> **Task directions**: Put every one of the lines below into a JSON list of strings, one string per line, skipping blank lines. Leave the pictures out.

* begin Data to process *

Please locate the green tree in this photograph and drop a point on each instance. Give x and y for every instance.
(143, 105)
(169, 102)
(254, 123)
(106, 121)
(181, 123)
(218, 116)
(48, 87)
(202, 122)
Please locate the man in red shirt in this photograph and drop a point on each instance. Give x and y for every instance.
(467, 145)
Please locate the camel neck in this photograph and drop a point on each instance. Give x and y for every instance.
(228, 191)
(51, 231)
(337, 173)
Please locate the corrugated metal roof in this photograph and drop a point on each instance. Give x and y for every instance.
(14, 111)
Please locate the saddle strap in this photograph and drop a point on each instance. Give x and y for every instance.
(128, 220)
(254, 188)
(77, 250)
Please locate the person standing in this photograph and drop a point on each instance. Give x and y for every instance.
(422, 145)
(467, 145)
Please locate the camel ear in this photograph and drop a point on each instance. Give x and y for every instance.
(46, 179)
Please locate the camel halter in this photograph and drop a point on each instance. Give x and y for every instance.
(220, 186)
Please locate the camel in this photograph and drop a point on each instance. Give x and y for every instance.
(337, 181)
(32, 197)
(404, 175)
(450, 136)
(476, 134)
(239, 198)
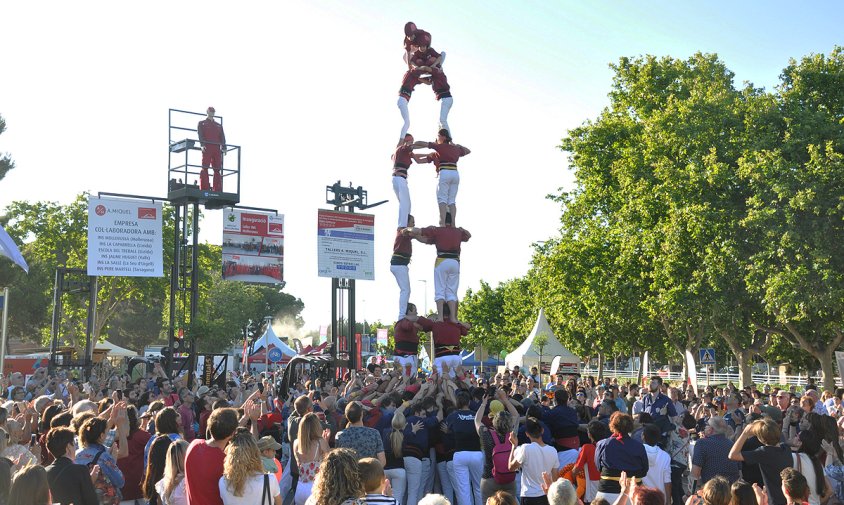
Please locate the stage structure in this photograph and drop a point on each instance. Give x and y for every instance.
(343, 340)
(185, 194)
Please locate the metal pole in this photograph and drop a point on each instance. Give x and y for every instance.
(194, 296)
(3, 343)
(57, 310)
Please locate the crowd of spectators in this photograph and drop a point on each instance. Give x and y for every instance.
(378, 436)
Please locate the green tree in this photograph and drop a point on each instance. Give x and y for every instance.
(55, 235)
(6, 162)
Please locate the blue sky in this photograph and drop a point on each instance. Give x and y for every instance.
(308, 89)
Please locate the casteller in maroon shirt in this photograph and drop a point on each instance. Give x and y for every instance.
(446, 238)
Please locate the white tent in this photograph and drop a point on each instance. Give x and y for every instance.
(527, 354)
(270, 337)
(114, 351)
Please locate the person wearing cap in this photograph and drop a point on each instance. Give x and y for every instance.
(446, 336)
(445, 156)
(213, 142)
(619, 453)
(503, 423)
(268, 447)
(447, 239)
(423, 61)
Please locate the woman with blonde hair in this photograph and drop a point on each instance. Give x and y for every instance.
(310, 446)
(338, 482)
(171, 487)
(244, 481)
(394, 454)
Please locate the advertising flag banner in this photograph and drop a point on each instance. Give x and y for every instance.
(346, 245)
(253, 246)
(124, 238)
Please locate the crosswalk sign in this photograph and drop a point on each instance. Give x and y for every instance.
(707, 356)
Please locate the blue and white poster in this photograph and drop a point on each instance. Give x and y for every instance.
(346, 245)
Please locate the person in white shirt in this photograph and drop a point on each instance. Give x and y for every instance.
(171, 488)
(244, 481)
(639, 405)
(659, 462)
(533, 459)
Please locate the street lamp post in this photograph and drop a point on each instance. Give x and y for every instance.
(269, 321)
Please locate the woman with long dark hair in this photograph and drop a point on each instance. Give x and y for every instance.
(132, 465)
(171, 487)
(92, 436)
(167, 422)
(244, 481)
(445, 159)
(30, 487)
(155, 468)
(310, 446)
(43, 428)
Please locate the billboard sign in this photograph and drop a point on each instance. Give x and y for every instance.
(253, 246)
(124, 238)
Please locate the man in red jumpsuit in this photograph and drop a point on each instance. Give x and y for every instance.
(213, 142)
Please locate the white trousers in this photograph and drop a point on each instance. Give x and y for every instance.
(452, 361)
(398, 481)
(449, 182)
(468, 468)
(405, 115)
(445, 470)
(403, 195)
(432, 473)
(303, 491)
(404, 361)
(417, 476)
(445, 107)
(446, 279)
(402, 275)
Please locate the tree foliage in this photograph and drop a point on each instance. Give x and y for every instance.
(701, 211)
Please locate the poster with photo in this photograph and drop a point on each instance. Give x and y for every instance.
(253, 246)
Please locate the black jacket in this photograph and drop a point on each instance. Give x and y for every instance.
(71, 483)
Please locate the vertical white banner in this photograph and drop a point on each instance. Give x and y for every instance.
(124, 238)
(253, 246)
(5, 305)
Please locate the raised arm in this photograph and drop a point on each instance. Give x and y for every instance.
(503, 398)
(738, 445)
(479, 415)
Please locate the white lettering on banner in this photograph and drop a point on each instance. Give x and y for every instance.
(345, 245)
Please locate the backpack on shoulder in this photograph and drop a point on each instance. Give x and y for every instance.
(500, 459)
(106, 492)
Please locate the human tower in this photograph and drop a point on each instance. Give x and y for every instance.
(425, 66)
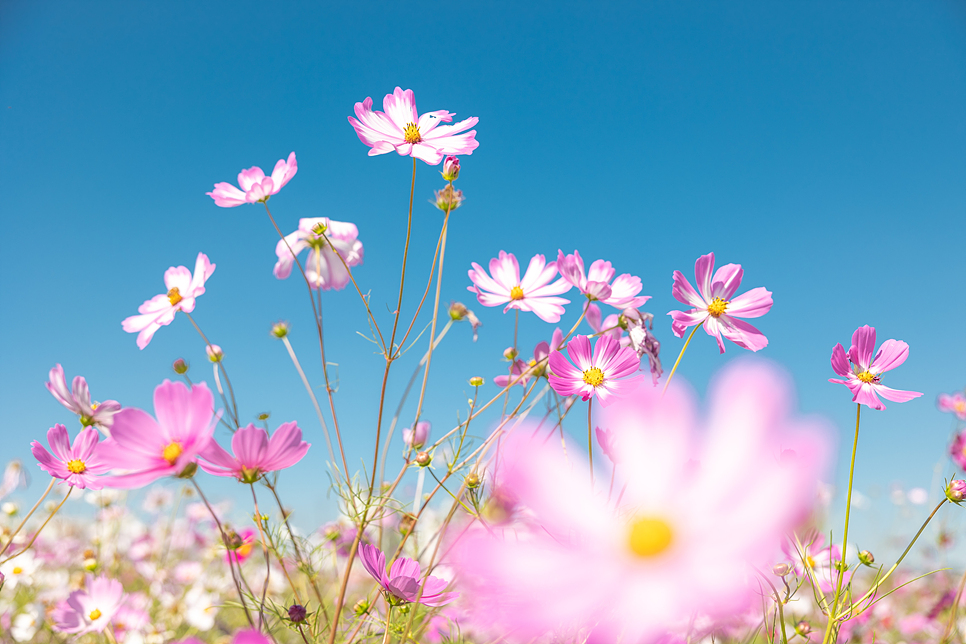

* end Data to process *

> **Complete response**:
[
  "Please locate the green tree in this photograph and drop a point on each instance. Give x and y for every instance.",
  "(143, 105)",
  "(169, 102)",
  "(254, 123)",
  "(106, 121)",
  "(181, 123)",
  "(218, 116)",
  "(48, 87)",
  "(202, 122)",
  "Please locate the man in red shirt in this photograph and drop a point on each instance. Give x and y for every instance.",
  "(467, 145)",
  "Please locate the camel neck in this photograph and drop a point on each instance. Give x and y for every instance.",
  "(228, 191)",
  "(51, 231)",
  "(337, 173)",
  "Please locate the corrugated metal roof in this photograph and drop a point on each instance. Give x and y for every instance.",
  "(14, 111)",
  "Please locate the saddle strap in this photograph and drop a point on each instance. Give x and y for every instance.",
  "(128, 220)",
  "(254, 188)",
  "(77, 250)",
  "Please locate the person standing in this photograph and drop a point on each instance. Give x and y for every instance.",
  "(422, 145)",
  "(467, 145)",
  "Please locate the camel ear in this photograph and drop a point on each instance. Give x and y for every instance.",
  "(46, 179)",
  "Please locate the camel halter in this photograph and drop a point on each instance. Give x and y for every instance.",
  "(220, 186)",
  "Please locate the camel in this photograph and drop a point on each instance. Give x and y for every instance.",
  "(337, 181)",
  "(32, 197)",
  "(404, 175)",
  "(450, 136)",
  "(476, 134)",
  "(239, 198)",
  "Please locate the stage structure in this photograph and drop a point on each instance. Give x and y for every instance.",
  "(343, 340)",
  "(185, 194)",
  "Please locate the metal pole in this photograph and drop a point on each instance. Give x and y for every instance.",
  "(194, 296)",
  "(3, 343)",
  "(57, 310)",
  "Please locate the crowd of spectators in this photograph and drop a point on each instance. Give x and y for every instance.",
  "(378, 436)",
  "Please locate the green tree in this photograph and drop a point on each instance. Give x and y for every instance.",
  "(55, 235)",
  "(6, 162)",
  "Please locate the blue sky in this photograph and drop a point on each instance. Give x and y for every instance.",
  "(308, 89)",
  "Please locate the casteller in maroon shirt in this photograph and drop a point on each instance. Give x and y for every instance.",
  "(446, 238)",
  "Please locate the white tent in this photograph and drop a point on each instance. Give x and y for every instance.",
  "(527, 354)",
  "(270, 337)",
  "(114, 351)",
  "Please locate the person wearing cap in this photograph and drop a point on each instance. Give x and y for every instance.",
  "(446, 336)",
  "(445, 156)",
  "(213, 142)",
  "(619, 453)",
  "(503, 423)",
  "(268, 447)",
  "(447, 239)",
  "(423, 61)",
  "Please locate the woman with blonde hair in this photograph and drop a point on each instance. Give x and y for every instance.",
  "(310, 446)",
  "(338, 482)",
  "(171, 487)",
  "(244, 481)",
  "(394, 454)",
  "Please locate the advertising flag banner in this photograph and drop a point on each instance. Give x and y for every instance.",
  "(346, 245)",
  "(253, 246)",
  "(124, 238)",
  "Please locate the crosswalk sign in this photograph and drop a point on each instance. Give x and y for every instance.",
  "(707, 356)",
  "Please locate the blue and white poster in this photograph and drop a point on each instance. Give x and y for every instance.",
  "(346, 245)",
  "Please locate the person in white shirt in this photograph and drop a point on each instance. Give x and y for every instance.",
  "(171, 488)",
  "(244, 481)",
  "(639, 405)",
  "(659, 462)",
  "(533, 459)",
  "Please locate the street lamp post in this photograph and drop a point on each instance. Give x and y for every instance.",
  "(269, 321)",
  "Please locate the woman with long dark hair in this photograph and drop a point on each instance. Give x and y for every instance.",
  "(132, 465)",
  "(171, 487)",
  "(92, 436)",
  "(167, 422)",
  "(244, 481)",
  "(445, 159)",
  "(30, 487)",
  "(155, 468)",
  "(310, 446)",
  "(43, 428)",
  "Please locate the billboard sign in this photograph and drop a point on each instance. Give x and y for every instance.",
  "(253, 246)",
  "(124, 238)",
  "Please locate the man in red jumpsuit in this photograph and drop a point on each instance. Give x and y for every instance.",
  "(213, 142)",
  "Please locate the white trousers in this photograph and drop a point on each instance. Give x and y for every instance.",
  "(452, 361)",
  "(398, 481)",
  "(449, 182)",
  "(468, 468)",
  "(405, 115)",
  "(445, 470)",
  "(403, 195)",
  "(432, 473)",
  "(303, 491)",
  "(404, 361)",
  "(417, 476)",
  "(445, 107)",
  "(446, 279)",
  "(402, 275)",
  "Please locate the tree foliage in this photograph and drop a point on each instance. Give x and y for every instance.",
  "(701, 211)",
  "Please locate the poster with photo in this photograph and drop a point on each instance. Give x and y for every instance.",
  "(253, 246)",
  "Please locate the black jacket in this photograph and drop a point on each instance. Give x and y for every instance.",
  "(71, 483)",
  "Please locate the vertical white banner in this photograph and drop a point on each instance. Give x and y for every instance.",
  "(124, 238)",
  "(253, 246)",
  "(5, 305)",
  "Please locate the raised arm in this photograph and drop a point on each instance. Give x and y for every instance.",
  "(503, 398)",
  "(738, 445)",
  "(479, 415)",
  "Please locate the white lettering on banner in this photograph and drop a point on each instance. Give x and y for every instance.",
  "(345, 245)",
  "Please locate the backpack on shoulder in this photograph and drop a point on each instance. Give x and y for every instance.",
  "(500, 459)",
  "(106, 492)",
  "Please locate the human tower in this photograph and drop a point on each instance. Give x and y for every instance.",
  "(425, 66)"
]